(Exercise input begins)

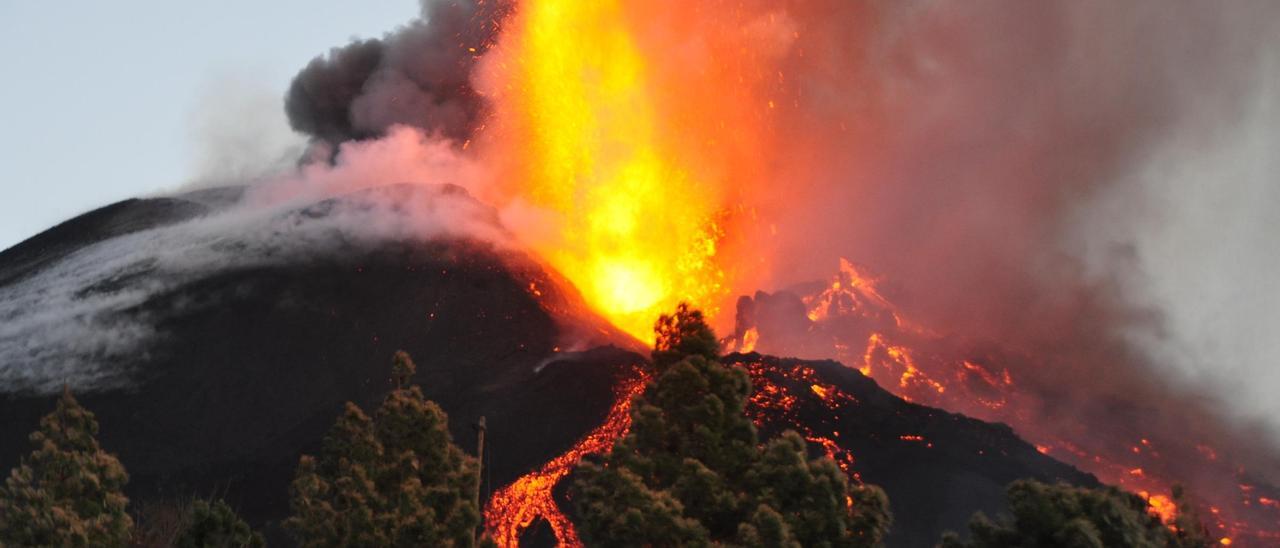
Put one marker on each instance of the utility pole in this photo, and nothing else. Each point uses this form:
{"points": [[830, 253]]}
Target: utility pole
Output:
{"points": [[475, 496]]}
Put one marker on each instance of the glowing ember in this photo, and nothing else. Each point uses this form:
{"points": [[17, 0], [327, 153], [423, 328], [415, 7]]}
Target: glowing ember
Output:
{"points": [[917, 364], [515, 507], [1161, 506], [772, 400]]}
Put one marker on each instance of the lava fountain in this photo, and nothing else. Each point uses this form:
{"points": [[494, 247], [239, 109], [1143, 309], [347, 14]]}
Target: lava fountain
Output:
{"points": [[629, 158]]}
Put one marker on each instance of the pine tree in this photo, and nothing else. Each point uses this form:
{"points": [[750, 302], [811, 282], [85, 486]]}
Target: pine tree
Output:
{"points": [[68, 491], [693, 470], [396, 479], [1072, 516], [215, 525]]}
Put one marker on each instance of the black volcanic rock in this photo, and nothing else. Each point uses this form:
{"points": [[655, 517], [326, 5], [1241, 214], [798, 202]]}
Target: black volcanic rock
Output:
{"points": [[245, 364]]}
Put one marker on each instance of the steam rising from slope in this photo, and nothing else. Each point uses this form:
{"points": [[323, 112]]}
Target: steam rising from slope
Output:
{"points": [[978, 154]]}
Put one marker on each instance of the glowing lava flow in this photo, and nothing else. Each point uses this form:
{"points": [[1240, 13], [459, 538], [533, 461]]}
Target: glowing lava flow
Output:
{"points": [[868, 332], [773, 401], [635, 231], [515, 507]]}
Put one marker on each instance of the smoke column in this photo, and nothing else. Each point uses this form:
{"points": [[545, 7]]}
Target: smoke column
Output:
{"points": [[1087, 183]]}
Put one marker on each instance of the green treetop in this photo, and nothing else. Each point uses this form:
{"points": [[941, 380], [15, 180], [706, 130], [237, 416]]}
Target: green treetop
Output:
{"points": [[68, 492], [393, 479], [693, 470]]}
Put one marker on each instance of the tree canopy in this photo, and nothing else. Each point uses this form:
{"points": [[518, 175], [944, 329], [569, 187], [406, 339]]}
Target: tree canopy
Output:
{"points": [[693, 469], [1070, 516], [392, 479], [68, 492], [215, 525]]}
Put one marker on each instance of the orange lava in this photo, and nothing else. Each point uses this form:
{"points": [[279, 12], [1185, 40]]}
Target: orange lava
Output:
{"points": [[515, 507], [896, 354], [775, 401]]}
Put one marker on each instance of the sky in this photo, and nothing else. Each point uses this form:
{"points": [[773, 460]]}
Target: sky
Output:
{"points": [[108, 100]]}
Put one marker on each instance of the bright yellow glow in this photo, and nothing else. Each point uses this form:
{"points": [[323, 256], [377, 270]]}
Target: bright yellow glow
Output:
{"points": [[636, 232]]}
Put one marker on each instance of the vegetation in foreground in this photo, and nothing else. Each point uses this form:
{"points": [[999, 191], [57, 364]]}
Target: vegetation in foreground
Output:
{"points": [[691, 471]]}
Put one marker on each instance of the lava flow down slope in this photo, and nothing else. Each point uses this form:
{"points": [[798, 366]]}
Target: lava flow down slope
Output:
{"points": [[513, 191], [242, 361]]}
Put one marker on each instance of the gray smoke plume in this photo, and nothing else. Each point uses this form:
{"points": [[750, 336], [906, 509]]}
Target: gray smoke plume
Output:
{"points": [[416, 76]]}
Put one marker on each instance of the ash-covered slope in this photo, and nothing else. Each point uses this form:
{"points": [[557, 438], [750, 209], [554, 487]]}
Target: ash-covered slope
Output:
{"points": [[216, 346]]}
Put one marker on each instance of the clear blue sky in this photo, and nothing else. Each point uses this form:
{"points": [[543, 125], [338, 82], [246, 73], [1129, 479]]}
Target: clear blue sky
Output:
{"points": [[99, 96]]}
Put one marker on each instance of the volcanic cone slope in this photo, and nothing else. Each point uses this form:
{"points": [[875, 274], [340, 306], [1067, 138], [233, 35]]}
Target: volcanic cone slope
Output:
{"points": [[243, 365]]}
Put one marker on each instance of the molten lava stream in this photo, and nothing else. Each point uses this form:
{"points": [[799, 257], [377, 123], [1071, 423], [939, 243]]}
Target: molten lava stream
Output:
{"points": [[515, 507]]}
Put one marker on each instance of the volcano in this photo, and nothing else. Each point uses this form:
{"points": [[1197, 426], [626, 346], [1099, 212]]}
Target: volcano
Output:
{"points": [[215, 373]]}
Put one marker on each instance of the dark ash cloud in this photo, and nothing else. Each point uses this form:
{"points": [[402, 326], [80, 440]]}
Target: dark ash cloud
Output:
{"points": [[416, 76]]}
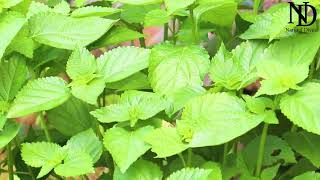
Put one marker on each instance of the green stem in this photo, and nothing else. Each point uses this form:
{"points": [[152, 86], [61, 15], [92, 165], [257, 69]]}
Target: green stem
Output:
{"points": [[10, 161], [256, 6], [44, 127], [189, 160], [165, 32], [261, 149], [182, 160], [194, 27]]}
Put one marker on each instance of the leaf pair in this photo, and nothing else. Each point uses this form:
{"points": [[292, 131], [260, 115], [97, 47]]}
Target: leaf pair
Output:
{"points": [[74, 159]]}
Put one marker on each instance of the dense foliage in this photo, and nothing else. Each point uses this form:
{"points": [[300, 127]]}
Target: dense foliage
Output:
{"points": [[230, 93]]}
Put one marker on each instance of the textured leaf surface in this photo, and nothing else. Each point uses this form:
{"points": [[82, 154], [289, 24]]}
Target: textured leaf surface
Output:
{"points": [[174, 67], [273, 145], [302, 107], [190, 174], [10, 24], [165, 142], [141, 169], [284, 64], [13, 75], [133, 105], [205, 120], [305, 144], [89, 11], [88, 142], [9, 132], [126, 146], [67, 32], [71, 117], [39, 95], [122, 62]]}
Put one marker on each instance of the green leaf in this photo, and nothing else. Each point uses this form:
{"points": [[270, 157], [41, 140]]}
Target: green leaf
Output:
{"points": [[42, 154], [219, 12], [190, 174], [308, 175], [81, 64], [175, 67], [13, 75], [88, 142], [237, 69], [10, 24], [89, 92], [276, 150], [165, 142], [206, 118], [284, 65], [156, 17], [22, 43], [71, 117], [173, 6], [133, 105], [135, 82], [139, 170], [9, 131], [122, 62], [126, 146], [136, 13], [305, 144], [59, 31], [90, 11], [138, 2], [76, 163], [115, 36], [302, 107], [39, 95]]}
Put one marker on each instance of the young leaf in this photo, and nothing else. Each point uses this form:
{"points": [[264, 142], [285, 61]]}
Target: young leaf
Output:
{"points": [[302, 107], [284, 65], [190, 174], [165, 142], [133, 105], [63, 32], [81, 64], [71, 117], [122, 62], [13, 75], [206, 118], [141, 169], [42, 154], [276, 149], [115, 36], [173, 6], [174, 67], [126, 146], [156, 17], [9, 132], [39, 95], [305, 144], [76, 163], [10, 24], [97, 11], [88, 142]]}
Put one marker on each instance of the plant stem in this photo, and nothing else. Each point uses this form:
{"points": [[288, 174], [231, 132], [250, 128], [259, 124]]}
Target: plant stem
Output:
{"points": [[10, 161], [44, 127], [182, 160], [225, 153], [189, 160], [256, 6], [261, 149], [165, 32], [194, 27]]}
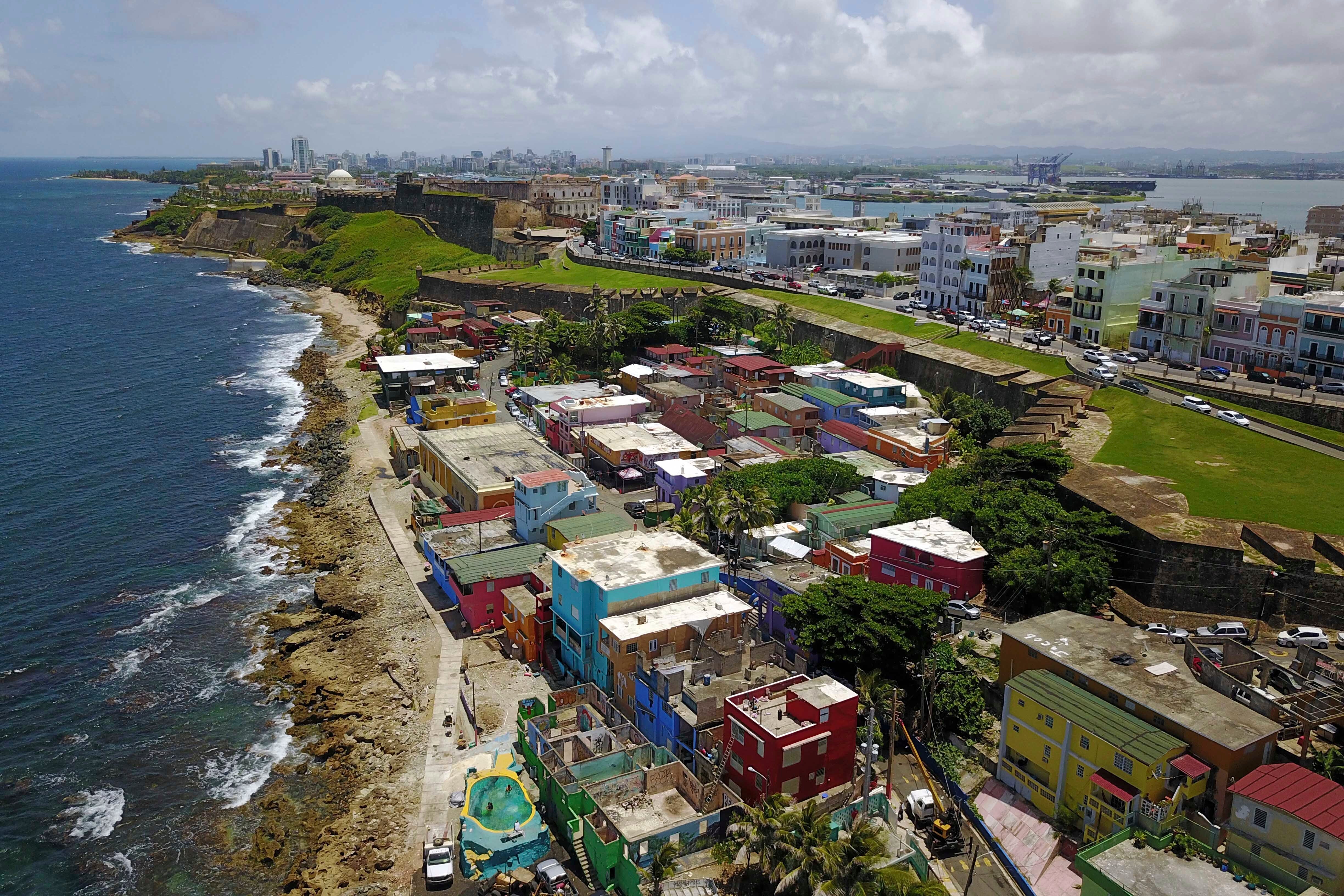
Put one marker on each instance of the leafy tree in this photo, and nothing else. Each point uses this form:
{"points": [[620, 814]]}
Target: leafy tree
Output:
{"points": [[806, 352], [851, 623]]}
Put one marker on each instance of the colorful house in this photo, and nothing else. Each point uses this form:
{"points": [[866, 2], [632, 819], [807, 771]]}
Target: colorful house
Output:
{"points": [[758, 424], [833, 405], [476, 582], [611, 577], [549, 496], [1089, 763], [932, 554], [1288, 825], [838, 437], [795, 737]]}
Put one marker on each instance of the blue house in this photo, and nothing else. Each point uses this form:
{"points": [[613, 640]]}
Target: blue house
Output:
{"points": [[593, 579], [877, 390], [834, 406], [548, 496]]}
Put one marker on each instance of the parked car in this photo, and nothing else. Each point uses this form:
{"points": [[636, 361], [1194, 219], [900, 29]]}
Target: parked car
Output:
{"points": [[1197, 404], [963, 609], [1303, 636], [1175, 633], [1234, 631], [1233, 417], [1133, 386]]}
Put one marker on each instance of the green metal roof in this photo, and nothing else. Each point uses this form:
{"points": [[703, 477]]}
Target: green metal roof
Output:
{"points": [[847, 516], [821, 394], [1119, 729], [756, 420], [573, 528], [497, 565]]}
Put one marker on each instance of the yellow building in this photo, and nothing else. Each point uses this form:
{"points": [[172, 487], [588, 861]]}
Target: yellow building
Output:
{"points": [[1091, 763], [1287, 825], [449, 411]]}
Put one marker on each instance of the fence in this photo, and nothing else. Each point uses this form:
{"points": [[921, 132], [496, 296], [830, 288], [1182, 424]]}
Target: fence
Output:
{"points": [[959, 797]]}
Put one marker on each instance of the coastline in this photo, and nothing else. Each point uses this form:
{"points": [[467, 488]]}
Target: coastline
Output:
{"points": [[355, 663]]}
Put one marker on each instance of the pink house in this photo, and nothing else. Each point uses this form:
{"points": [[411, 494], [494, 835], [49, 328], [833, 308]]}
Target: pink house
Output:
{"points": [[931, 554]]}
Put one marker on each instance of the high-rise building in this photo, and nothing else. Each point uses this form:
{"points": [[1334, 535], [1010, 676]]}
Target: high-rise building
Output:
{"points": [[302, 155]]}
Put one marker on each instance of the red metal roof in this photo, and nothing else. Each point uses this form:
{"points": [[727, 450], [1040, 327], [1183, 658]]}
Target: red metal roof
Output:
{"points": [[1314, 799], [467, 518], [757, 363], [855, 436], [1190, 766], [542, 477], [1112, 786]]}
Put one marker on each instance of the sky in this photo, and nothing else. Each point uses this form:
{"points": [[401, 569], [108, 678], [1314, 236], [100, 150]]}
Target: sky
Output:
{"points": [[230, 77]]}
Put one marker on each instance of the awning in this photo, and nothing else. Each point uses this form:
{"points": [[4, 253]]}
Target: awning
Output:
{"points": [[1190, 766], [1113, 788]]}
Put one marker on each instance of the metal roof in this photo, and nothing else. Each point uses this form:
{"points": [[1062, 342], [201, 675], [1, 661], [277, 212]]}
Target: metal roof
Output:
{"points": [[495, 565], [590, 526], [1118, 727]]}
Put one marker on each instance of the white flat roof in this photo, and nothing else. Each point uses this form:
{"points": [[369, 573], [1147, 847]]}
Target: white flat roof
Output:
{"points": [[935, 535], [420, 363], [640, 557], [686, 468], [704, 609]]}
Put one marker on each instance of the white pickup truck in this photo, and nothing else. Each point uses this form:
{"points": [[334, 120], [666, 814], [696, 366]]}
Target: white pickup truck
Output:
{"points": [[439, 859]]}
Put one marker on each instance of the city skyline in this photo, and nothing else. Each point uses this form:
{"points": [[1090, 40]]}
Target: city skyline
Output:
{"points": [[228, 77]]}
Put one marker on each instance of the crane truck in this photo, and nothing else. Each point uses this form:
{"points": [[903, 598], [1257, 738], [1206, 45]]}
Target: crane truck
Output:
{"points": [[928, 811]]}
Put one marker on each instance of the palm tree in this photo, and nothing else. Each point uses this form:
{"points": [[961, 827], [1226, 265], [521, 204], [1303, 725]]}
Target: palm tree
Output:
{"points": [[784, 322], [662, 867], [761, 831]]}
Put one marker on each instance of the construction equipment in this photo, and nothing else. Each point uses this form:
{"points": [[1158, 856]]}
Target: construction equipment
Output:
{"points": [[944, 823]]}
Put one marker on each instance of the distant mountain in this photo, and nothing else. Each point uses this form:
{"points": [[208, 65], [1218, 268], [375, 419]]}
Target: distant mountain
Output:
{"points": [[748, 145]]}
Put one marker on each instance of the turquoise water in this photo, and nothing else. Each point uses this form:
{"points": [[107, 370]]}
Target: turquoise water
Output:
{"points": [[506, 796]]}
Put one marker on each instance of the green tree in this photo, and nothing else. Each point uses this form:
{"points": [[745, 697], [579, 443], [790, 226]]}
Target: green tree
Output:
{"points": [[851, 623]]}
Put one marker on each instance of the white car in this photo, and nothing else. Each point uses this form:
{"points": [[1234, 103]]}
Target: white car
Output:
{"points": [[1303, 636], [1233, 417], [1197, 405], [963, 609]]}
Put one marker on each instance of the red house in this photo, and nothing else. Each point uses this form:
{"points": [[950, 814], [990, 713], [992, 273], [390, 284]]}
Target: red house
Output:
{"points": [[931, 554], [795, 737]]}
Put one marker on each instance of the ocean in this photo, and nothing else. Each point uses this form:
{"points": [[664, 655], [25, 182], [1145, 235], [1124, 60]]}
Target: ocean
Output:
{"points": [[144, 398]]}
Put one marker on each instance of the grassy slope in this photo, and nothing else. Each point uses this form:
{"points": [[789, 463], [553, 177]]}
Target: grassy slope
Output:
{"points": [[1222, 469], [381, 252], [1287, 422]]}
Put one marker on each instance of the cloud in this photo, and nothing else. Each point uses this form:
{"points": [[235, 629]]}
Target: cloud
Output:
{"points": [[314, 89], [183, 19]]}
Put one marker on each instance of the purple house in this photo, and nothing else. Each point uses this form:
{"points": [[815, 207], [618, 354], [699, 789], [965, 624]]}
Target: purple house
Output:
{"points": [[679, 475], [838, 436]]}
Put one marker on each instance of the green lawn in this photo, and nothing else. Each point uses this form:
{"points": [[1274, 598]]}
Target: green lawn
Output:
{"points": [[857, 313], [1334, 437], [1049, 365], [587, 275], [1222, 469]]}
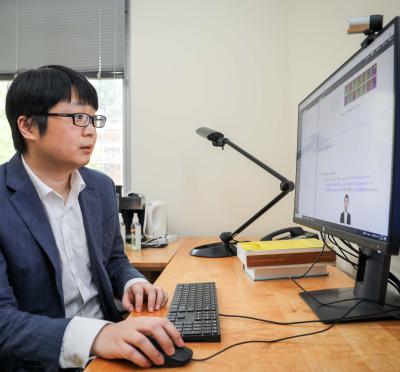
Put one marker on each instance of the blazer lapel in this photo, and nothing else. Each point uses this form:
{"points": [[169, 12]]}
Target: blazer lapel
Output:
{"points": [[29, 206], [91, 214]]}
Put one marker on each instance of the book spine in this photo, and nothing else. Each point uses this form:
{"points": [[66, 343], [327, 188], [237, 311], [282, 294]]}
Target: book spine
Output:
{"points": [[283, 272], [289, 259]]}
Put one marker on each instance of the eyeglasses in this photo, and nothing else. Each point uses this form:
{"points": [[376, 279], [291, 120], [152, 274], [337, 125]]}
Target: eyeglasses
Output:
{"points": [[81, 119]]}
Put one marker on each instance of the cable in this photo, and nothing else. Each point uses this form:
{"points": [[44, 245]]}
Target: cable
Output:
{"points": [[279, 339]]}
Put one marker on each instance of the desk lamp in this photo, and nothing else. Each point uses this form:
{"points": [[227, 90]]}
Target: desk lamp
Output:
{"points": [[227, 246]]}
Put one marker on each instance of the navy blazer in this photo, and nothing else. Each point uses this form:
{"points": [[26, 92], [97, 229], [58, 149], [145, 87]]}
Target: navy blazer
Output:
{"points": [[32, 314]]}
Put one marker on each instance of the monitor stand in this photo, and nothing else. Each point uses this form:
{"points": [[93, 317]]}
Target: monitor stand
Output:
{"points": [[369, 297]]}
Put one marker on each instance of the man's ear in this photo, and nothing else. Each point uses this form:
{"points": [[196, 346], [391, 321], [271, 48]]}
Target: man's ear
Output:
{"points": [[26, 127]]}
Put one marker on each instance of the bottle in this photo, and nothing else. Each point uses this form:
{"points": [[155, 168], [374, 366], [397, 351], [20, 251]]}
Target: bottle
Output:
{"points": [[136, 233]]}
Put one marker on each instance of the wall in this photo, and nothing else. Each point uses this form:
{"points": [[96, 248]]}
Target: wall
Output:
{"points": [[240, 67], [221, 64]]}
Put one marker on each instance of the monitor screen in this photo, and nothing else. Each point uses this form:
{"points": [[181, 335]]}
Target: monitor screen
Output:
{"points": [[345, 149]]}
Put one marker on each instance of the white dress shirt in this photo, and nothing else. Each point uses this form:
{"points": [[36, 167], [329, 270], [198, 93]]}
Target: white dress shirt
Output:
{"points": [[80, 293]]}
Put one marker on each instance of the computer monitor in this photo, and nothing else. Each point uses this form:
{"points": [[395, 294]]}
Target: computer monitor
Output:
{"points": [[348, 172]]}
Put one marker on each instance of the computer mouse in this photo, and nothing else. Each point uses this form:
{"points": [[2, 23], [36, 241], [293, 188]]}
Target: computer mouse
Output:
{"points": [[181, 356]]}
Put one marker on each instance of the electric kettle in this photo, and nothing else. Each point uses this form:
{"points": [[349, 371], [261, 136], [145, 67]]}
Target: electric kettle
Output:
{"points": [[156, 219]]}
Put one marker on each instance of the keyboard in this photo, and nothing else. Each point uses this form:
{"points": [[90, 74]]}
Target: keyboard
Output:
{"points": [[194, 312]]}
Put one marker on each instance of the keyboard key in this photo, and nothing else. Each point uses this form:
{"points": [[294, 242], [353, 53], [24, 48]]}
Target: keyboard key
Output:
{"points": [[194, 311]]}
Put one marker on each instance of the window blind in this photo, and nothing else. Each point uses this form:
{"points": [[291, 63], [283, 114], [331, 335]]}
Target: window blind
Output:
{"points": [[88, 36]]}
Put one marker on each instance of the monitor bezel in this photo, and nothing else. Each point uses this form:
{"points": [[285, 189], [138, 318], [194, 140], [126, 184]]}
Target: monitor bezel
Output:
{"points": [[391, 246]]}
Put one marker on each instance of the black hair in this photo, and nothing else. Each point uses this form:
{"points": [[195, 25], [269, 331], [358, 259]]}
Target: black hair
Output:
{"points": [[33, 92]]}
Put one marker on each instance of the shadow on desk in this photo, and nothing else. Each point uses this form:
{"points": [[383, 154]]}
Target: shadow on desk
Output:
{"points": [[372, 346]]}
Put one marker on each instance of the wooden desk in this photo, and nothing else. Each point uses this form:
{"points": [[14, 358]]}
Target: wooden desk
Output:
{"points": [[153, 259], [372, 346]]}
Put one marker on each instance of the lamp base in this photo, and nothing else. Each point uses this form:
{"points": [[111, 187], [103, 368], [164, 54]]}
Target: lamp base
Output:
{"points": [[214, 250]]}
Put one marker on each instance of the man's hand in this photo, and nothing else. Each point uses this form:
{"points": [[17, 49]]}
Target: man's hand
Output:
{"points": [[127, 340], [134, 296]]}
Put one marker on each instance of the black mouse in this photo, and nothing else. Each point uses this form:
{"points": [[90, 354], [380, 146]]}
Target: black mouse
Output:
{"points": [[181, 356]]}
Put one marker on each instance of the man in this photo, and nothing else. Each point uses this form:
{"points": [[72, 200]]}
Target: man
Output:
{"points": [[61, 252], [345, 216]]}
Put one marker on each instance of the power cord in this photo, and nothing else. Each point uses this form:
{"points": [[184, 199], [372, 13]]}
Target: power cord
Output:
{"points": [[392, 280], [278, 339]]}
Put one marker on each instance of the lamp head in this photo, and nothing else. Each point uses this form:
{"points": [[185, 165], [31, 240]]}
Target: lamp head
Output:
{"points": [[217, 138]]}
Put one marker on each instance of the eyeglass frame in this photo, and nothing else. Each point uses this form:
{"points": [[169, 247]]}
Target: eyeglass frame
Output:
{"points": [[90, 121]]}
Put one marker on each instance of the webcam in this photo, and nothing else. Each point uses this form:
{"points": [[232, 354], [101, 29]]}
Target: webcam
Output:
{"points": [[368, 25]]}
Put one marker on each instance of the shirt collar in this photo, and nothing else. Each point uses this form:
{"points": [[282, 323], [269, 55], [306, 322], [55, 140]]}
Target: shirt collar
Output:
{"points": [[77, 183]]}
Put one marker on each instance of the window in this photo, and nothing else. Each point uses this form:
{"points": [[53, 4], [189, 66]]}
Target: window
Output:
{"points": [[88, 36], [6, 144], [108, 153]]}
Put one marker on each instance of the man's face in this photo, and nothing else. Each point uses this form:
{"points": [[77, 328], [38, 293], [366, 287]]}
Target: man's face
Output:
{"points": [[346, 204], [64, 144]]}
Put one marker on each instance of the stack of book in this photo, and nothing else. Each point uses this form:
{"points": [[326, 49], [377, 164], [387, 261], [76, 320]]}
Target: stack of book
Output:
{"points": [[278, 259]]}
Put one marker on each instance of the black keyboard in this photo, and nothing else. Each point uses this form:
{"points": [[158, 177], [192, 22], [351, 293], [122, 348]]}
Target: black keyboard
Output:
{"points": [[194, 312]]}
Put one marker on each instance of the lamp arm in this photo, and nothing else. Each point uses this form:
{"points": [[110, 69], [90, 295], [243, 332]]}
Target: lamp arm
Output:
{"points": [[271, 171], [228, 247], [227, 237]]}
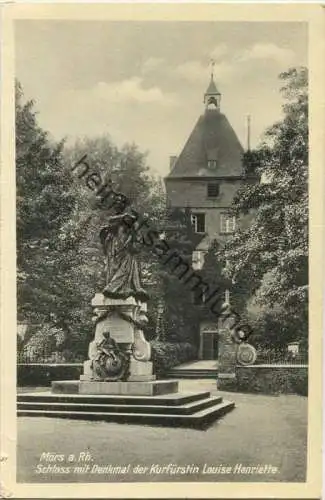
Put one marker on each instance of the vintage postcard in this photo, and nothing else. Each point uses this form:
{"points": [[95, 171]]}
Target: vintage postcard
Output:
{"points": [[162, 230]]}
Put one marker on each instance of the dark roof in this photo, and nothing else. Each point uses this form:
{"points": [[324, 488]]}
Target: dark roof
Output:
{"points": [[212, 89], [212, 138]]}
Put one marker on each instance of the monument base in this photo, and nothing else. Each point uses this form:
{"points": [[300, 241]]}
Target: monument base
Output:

(Exercise input ends)

Requirement:
If a line above contains the word "cone", list it.

Solution:
Put one marker on each instance of the volcanic cone slope in this photo, and nothing else. Each point uses this form:
Target: volcanic cone slope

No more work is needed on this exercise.